START QUOTED PASSAGE
# Another repair



## toddy23 (Jun 16, 2012)

Here is a job I started after work,it was damaged right across the swage line so had to pin it and pull it out


----------



## craigeh123 (Dec 26, 2011)

i look forward to your weekly repairs mate your very skilled


----------



## ells_924 (Nov 2, 2009)

Yep I love seeing this stuff


----------



## toddy23 (Jun 16, 2012)

Mores pictures,I did it below the line as I didn't want to get involved with totally stripping doors but its came out very well


----------



## craigeh123 (Dec 26, 2011)

How do you prevent getting a hardline in your lacquer masking like that ?


----------



## toddy23 (Jun 16, 2012)

This is the best method for a soft masking line much much better than soft edge foam,its not a hard masking line this is how its done


----------



## toddy23 (Jun 16, 2012)

If its done right you can't tell at all,some times I just give it a small polish but the clearcoat must pass the base coat and I swear even I can't tell what I've done,on blends with fade out I do this method but I loop a piece of paper about 6" before my tape so the base doesn't travel to the line and when I've finished clearing I take the paper off and fade out just before the line,perfect every time


----------



## toddy23 (Jun 16, 2012)

If you look at the primer stage it looks like the masking is way to close to the edge of the primer for a really bad hard line but if you look when the primer is rubbed down you can see its rubbed down easy


----------



## craigeh123 (Dec 26, 2011)
END QUOTED PASSAGE
START DATASET EXCERPTS
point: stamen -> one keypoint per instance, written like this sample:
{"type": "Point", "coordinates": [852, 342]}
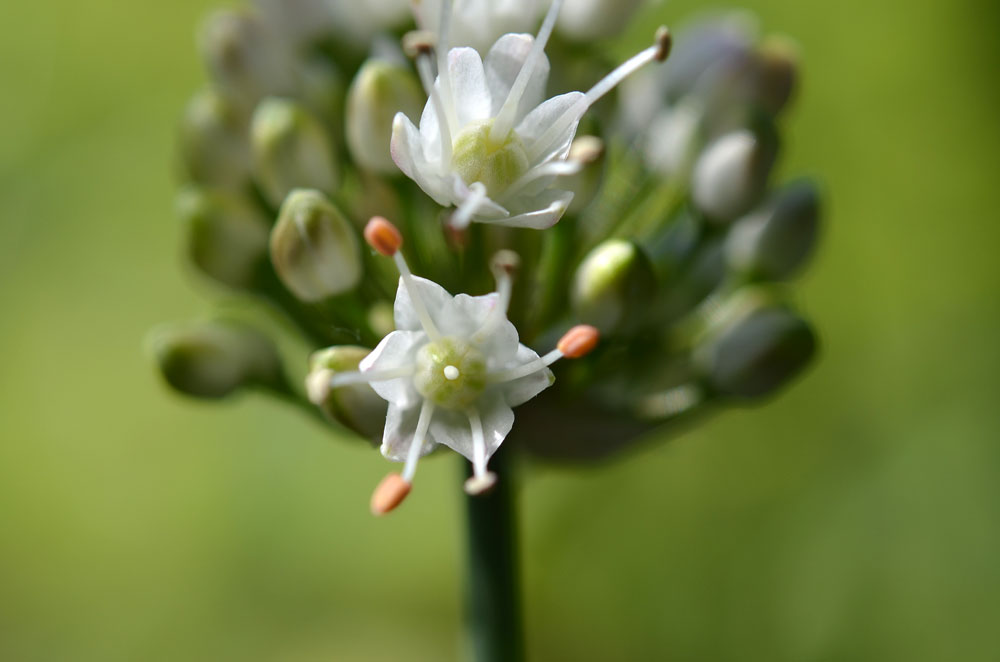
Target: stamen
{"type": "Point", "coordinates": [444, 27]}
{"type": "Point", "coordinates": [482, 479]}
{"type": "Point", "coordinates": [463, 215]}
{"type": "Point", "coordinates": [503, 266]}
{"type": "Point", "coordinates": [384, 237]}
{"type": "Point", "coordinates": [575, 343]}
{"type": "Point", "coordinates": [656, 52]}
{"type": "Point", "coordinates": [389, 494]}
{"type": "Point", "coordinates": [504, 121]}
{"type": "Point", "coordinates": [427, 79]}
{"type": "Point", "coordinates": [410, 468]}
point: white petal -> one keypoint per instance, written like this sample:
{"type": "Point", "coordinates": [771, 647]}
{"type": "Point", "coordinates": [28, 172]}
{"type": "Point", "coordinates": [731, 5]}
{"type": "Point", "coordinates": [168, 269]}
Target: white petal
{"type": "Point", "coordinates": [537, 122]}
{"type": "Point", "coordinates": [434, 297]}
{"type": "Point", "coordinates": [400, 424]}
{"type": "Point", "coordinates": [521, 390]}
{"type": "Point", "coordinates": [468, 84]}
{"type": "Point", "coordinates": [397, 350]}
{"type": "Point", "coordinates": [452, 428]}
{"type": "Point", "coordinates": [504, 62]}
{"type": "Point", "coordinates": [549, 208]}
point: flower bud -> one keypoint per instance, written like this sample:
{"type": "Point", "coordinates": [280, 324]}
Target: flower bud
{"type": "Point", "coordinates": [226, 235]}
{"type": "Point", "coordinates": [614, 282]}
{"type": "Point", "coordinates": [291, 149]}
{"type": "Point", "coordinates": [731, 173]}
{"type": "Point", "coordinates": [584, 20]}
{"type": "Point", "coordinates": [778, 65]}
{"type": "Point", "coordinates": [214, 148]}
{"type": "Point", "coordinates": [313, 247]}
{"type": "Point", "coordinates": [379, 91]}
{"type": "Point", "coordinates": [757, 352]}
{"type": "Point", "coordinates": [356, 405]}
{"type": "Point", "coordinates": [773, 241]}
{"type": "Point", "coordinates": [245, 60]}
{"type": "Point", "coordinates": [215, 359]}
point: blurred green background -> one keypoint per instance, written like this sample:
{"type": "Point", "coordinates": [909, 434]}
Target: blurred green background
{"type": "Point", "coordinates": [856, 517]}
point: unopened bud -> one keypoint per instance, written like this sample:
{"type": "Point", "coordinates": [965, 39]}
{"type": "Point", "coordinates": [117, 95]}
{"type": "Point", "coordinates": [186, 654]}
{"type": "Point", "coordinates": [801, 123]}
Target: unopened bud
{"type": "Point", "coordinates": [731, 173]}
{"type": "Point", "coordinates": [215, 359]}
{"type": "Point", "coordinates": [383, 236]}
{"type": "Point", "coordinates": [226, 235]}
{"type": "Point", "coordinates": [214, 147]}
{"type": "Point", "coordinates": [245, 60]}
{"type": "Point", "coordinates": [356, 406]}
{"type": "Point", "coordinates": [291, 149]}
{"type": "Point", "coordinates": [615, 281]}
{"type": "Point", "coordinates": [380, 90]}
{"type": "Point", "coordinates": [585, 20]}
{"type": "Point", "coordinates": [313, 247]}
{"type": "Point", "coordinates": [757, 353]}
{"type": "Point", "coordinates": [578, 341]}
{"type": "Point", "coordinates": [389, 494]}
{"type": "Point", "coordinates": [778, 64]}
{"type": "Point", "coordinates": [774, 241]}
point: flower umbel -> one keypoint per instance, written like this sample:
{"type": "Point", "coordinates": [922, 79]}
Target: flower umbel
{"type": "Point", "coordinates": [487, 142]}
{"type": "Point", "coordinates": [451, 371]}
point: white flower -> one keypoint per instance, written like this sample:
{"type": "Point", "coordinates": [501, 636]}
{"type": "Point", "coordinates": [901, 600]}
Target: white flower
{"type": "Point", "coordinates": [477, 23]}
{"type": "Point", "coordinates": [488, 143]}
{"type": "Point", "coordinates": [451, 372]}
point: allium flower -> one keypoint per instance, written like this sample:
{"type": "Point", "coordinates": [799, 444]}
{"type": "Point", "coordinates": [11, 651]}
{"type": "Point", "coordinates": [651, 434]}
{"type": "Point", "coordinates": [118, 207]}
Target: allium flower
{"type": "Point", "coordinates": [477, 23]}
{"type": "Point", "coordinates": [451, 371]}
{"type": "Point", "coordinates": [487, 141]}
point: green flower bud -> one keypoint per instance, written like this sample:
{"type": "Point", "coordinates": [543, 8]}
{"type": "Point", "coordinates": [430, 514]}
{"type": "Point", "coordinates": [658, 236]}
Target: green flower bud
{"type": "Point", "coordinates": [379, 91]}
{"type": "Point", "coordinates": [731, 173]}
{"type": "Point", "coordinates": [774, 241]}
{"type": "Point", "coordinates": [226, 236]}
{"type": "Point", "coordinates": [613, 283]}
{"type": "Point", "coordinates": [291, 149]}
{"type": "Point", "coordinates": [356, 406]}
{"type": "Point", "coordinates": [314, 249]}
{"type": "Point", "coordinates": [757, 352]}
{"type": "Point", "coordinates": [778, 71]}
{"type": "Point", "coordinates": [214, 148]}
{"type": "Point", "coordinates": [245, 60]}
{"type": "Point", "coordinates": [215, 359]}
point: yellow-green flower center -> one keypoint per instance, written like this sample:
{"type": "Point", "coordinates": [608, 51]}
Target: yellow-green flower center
END DATASET EXCERPTS
SET TASKS –
1) Copy out the part of the records that starts with the line containing "point: green flower" and runs through the end of the records, with both of those lines included.
2) Please write what comes next in the thread about the car body repair.

RESPONSES FOR EACH TASK –
1)
point: green flower bud -> one keypoint per instance, written like this sample:
{"type": "Point", "coordinates": [543, 8]}
{"type": "Point", "coordinates": [430, 514]}
{"type": "Point", "coordinates": [658, 236]}
Target: green flower bud
{"type": "Point", "coordinates": [379, 91]}
{"type": "Point", "coordinates": [731, 173]}
{"type": "Point", "coordinates": [774, 241]}
{"type": "Point", "coordinates": [226, 236]}
{"type": "Point", "coordinates": [613, 283]}
{"type": "Point", "coordinates": [291, 149]}
{"type": "Point", "coordinates": [356, 406]}
{"type": "Point", "coordinates": [314, 249]}
{"type": "Point", "coordinates": [757, 352]}
{"type": "Point", "coordinates": [778, 71]}
{"type": "Point", "coordinates": [214, 148]}
{"type": "Point", "coordinates": [245, 60]}
{"type": "Point", "coordinates": [215, 359]}
point: yellow-green flower center -> one keypoint per instance, written like this sample:
{"type": "Point", "coordinates": [608, 51]}
Target: yellow-green flower center

2)
Yeah I've seen that done but i couldn't see it clearly in your pics , do you laquer over the tape or whip up to it . Worth for all the questions its just i have interest in paint , infact i wish id learnt to paint rather than having been a mechanic . I mot now but still want to learn to paint !


----------



## craigeh123 (Dec 26, 2011)

That shouldve said sorry about all the questions lol damn autocorrect


----------



## toddy23 (Jun 16, 2012)

The tape is in the first few pics but the last pic the tape was taken off before the clear was dry that's why you think it's missing,and I always put 2 coats of clear on every job but stay away from my masking line on first coat of clear and on my 2nd coat clear right up to my soft edge tape taking the tape off before clear has gone off


----------



## craigeh123 (Dec 26, 2011)

Makes sense , do you have to add fade out thinbers etc ?


----------



## toddy23 (Jun 16, 2012)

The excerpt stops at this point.